[Source records]
※ ※ ※

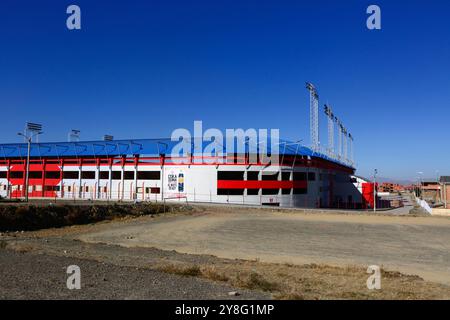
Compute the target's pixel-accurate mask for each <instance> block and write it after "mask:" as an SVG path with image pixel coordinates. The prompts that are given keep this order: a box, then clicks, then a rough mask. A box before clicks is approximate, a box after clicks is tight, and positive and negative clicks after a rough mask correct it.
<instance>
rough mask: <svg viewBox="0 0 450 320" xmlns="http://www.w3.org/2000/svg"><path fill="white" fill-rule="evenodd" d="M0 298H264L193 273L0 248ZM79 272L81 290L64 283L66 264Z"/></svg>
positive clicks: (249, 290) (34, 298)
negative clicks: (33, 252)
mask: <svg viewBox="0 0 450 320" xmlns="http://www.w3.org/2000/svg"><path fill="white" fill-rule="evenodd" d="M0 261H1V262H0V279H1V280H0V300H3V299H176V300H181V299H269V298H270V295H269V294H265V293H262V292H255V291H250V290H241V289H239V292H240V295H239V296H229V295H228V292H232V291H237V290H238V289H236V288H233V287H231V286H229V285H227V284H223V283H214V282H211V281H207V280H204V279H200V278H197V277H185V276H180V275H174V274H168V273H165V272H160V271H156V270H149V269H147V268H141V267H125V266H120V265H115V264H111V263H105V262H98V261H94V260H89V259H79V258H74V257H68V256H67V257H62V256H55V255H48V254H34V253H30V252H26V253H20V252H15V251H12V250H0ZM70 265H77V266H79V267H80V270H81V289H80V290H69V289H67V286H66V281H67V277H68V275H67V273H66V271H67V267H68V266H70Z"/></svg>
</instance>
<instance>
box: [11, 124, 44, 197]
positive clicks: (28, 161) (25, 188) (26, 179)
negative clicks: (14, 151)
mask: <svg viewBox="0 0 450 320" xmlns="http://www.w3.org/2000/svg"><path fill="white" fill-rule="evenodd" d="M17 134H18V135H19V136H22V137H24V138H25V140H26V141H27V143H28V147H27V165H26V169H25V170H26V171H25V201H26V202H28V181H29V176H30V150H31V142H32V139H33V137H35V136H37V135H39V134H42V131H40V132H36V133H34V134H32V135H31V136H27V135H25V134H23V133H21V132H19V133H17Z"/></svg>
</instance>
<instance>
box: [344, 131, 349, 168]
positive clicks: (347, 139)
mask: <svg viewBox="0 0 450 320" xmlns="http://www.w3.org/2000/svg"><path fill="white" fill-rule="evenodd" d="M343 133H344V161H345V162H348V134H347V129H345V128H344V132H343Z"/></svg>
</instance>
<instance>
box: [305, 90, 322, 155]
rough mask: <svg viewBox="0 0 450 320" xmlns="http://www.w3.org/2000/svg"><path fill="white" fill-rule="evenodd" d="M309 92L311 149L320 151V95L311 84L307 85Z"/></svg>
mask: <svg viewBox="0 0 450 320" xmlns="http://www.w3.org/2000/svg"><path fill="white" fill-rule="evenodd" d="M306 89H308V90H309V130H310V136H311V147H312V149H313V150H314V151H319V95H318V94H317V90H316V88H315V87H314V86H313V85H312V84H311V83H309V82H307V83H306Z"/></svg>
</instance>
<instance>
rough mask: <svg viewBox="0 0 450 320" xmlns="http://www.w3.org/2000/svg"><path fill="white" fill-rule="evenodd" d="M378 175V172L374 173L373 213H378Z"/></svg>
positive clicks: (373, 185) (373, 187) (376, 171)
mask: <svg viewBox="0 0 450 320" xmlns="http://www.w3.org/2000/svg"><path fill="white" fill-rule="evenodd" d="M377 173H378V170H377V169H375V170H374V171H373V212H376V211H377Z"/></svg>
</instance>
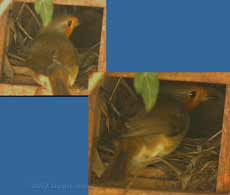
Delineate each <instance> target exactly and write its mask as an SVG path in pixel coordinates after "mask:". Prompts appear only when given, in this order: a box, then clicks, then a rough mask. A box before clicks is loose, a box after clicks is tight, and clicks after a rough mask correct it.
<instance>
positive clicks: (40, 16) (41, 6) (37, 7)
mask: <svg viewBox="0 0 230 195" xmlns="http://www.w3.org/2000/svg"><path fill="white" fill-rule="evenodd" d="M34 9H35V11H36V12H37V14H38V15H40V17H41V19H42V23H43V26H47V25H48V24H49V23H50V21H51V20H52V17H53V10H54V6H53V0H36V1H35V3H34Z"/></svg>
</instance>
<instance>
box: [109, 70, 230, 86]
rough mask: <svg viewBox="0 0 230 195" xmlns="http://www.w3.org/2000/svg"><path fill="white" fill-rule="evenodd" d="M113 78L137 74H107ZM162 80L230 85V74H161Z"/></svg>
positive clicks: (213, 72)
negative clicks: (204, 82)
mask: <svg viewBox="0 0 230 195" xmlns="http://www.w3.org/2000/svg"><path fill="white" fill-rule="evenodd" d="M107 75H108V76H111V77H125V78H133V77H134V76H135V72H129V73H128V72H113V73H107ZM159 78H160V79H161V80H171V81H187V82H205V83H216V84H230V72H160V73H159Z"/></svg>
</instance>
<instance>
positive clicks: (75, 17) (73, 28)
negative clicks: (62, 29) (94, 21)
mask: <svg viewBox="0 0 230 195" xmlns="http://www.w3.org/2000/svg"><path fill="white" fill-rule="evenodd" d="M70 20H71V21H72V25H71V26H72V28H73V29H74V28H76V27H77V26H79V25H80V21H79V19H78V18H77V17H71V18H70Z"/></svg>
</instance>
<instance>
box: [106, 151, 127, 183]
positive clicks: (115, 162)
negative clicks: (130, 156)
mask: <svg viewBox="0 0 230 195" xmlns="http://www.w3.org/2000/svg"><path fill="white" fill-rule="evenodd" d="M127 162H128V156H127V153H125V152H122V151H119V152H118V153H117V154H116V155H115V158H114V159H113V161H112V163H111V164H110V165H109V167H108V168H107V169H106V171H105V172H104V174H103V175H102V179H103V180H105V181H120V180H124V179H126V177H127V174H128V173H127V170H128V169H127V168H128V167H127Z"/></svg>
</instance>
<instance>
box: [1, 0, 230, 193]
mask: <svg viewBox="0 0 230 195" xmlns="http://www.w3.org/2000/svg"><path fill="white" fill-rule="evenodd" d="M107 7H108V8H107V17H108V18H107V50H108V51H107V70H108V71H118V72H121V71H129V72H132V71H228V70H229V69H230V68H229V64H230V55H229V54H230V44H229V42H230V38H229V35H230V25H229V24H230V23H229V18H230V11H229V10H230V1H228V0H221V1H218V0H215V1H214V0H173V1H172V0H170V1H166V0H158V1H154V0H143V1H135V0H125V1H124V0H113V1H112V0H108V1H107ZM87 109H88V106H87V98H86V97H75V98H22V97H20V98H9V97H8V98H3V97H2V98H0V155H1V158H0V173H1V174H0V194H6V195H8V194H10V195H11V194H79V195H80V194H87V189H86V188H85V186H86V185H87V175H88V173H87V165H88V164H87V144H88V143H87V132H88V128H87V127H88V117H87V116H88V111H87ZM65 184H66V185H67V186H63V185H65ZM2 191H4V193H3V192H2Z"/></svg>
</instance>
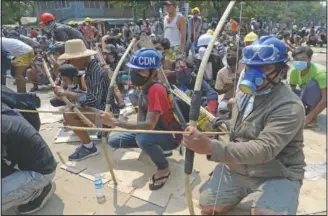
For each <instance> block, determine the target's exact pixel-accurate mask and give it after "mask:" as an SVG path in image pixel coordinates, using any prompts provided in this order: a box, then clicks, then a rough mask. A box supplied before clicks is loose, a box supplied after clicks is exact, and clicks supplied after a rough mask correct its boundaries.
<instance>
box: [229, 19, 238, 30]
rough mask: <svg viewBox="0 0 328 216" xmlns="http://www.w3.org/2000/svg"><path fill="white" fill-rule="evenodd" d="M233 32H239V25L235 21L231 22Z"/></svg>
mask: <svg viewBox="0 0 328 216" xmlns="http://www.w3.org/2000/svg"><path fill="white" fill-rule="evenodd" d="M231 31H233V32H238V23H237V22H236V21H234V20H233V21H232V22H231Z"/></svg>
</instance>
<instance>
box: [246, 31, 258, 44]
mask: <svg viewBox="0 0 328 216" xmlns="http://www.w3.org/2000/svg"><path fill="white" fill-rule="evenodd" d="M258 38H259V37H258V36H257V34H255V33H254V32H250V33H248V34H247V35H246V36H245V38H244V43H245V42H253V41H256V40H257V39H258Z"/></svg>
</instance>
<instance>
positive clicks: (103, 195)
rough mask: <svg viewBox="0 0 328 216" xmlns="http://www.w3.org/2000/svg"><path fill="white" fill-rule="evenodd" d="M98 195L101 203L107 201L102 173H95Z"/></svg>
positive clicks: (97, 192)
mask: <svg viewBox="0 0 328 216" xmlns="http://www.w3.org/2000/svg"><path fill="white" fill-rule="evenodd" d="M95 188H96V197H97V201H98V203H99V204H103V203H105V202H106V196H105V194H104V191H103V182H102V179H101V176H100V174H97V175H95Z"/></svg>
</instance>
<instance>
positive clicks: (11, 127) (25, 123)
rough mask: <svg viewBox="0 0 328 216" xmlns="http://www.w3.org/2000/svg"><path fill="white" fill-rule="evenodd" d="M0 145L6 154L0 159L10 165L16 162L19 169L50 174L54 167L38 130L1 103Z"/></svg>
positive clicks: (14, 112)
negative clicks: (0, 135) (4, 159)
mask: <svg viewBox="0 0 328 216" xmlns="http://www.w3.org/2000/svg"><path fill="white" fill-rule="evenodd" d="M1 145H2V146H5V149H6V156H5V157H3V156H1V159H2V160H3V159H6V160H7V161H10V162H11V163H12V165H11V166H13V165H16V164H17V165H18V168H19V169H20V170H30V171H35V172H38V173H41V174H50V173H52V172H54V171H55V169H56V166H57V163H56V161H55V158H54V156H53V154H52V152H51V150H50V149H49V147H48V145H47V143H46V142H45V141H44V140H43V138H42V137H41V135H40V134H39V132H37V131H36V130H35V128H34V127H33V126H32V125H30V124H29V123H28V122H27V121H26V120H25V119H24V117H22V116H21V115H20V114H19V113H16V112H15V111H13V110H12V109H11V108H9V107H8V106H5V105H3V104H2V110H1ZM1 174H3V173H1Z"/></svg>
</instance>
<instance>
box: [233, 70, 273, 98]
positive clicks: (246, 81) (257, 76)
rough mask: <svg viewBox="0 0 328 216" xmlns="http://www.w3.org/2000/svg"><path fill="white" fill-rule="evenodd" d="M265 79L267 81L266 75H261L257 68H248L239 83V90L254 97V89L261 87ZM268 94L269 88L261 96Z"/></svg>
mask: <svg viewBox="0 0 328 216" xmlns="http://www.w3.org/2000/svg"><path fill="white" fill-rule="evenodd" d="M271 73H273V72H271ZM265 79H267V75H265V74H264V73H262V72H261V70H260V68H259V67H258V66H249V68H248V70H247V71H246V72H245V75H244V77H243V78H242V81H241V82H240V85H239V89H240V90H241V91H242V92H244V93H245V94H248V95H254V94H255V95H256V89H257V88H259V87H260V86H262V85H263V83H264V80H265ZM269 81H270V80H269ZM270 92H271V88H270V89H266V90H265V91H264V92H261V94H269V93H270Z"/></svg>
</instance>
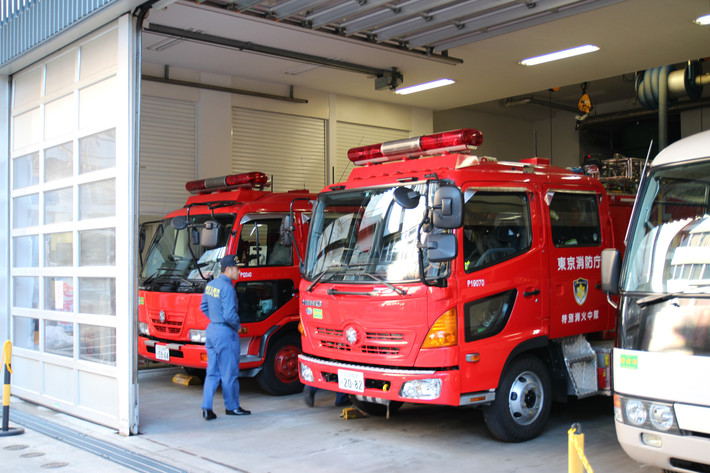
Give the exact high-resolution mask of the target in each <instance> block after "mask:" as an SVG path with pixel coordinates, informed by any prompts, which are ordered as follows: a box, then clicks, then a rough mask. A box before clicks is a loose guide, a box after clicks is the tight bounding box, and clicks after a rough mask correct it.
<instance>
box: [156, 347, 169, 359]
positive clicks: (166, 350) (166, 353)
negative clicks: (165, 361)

※ ※ ※

• TASK PROMPT
Which lines run from the one holding "For each <instance> block, determine" through the one holding "box: [229, 19, 238, 30]" in the records above? Repeat them exactly, both included, and nothing more.

• EXERCISE SOLUTION
For each <instance> block, determine the target's exact pixel-accurate mask and give it after "mask:" as an SVG path in image pixel coordinates, using any prompts provided in this order: a box, then clicks, then a rough mask. A box supplied before clicks is loose, a box supplied after clicks is exact, and clicks supplied after a rough mask correct its boundaries.
<instance>
box: [229, 19, 238, 30]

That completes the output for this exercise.